Output the records below, copying every line unchanged.

-- Start The records --

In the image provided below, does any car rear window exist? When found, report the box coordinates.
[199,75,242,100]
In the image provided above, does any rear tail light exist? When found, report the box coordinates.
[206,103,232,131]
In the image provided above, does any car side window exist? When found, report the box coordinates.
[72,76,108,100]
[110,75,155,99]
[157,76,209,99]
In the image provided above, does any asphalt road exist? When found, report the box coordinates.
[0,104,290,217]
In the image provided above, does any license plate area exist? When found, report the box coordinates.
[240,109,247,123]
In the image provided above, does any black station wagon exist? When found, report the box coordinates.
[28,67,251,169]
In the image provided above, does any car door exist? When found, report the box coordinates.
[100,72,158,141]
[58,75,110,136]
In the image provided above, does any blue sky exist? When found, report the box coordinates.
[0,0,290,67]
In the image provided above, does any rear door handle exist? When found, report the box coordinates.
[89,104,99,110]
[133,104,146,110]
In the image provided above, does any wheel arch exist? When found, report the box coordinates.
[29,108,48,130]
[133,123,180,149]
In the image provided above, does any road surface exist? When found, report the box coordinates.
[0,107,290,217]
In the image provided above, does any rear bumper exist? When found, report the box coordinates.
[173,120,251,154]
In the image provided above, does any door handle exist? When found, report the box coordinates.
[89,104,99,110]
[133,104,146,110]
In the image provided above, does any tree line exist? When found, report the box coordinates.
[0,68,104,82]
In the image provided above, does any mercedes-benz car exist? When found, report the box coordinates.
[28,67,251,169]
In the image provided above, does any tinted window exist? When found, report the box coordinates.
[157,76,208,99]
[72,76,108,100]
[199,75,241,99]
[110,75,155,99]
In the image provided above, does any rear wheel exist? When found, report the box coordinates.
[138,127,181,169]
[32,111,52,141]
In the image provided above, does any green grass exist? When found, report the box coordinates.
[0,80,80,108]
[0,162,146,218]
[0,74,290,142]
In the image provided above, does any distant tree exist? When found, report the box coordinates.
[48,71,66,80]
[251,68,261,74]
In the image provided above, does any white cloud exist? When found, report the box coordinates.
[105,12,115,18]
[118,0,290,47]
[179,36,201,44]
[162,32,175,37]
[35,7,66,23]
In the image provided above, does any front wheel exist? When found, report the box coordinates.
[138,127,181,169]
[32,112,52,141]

-- End The records --

Task answer:
In the image provided below, does any car rear window exist? When found, report the box coordinates.
[199,75,242,100]
In the image provided above, does any rear tail light exist? When found, report the box coordinates.
[206,103,232,131]
In the image provided above, does any car side window exist? When found, report the box coordinates.
[72,76,108,100]
[110,75,155,99]
[157,76,209,99]
In the image provided above, does any asphalt road exist? When found, report the box coordinates.
[0,104,290,217]
In the image provided above, does any license plate area exist? When found, report the box coordinates.
[240,109,247,123]
In the image provided above, does any black station wagon exist? When found, report the box coordinates.
[28,67,251,169]
In the image provided above, does any car door exist? When found, report the box coordinates.
[100,72,158,141]
[58,75,110,136]
In the image provided above, does any blue sky exist? When found, report the box coordinates.
[0,0,290,67]
In the image provided above, does any rear door handle exist? When found, report the box coordinates.
[89,104,99,110]
[133,104,146,110]
In the image provided above, does any wheel arch exist? When found, report the box coordinates.
[29,108,48,130]
[133,123,180,149]
In the image provided above, does any road surface exist? When found, report the box coordinates.
[0,107,290,217]
In the image provided above, does any rear bumper exist? When found, report the box coordinates.
[173,120,251,154]
In the image provided above, does any door handle exist? When found, report the box coordinates.
[89,104,99,110]
[133,104,146,110]
In the image provided above, does any tree line exist? When found, report the box coordinates.
[0,68,104,82]
In the image provided above, does any mercedes-benz car exist? When found, report the box coordinates.
[28,67,251,169]
In the image provided above, does any tinted window exist? When found, report the box coordinates.
[157,76,208,99]
[72,76,108,100]
[199,75,241,99]
[110,75,155,99]
In the image provided above, does any rear wheel exist? When found, report the box coordinates.
[138,127,181,169]
[32,111,52,141]
In the image provided above, does any green grass exist? When found, report the box coordinates.
[0,80,80,108]
[0,162,146,218]
[0,74,290,142]
In the image provided above, does any distant tree exist? When found, report the box coordinates.
[48,71,66,80]
[251,68,261,74]
In the image provided above, does any white cloud exist? When found, report the box coordinates.
[105,12,115,18]
[118,0,290,47]
[179,36,201,44]
[162,32,175,37]
[35,7,66,23]
In the image provided above, does any front wheel exist? When found, report the box coordinates.
[138,127,181,169]
[32,112,52,141]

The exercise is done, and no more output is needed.